# [What to produce]
Please transcribe the lines of the items below word for word, beginning with the line containing "Mark every instance of the dog's tail" and ending with the line containing "<point>259,225</point>", both included.

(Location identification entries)
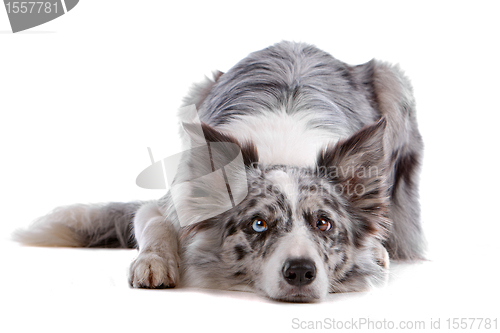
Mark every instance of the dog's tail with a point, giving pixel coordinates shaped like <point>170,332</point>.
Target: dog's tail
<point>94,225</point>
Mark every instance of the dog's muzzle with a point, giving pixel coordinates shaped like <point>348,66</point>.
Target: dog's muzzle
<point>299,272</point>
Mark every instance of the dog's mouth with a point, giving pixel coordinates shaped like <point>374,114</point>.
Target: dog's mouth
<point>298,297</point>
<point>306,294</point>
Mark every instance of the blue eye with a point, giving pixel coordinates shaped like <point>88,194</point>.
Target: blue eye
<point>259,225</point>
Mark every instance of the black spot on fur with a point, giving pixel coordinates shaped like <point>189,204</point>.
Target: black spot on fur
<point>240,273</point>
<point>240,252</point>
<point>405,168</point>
...
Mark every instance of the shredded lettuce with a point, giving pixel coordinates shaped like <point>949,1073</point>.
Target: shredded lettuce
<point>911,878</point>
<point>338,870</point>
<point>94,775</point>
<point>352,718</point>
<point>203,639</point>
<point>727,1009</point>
* * *
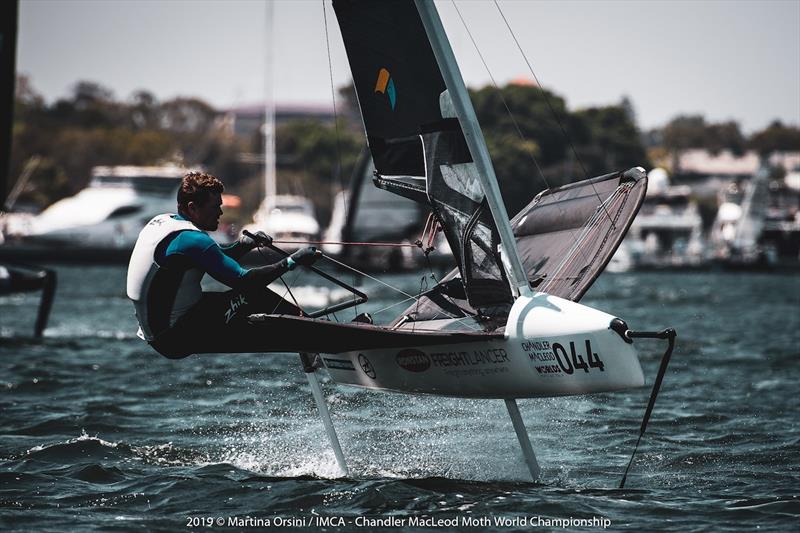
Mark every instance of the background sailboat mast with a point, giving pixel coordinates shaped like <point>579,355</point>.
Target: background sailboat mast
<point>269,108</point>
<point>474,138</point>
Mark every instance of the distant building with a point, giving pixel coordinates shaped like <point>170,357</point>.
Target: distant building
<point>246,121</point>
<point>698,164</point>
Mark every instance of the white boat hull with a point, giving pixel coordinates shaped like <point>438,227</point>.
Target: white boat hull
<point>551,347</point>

# [Full solution]
Mark every instance of the dog's tail with a point, giving pixel coordinates shaped like <point>170,332</point>.
Target: dog's tail
<point>94,225</point>
Mark every instance of the dog's muzzle with a point, giving pixel coordinates shaped like <point>348,66</point>.
Target: dog's muzzle
<point>299,272</point>
Mark every instance of the dog's mouth with a point, giving pixel coordinates shaped like <point>374,114</point>.
Target: dog's mouth
<point>298,297</point>
<point>306,294</point>
Mark every instance of the blue eye with a point, giving pixel coordinates shaped like <point>88,194</point>.
Target: blue eye
<point>259,225</point>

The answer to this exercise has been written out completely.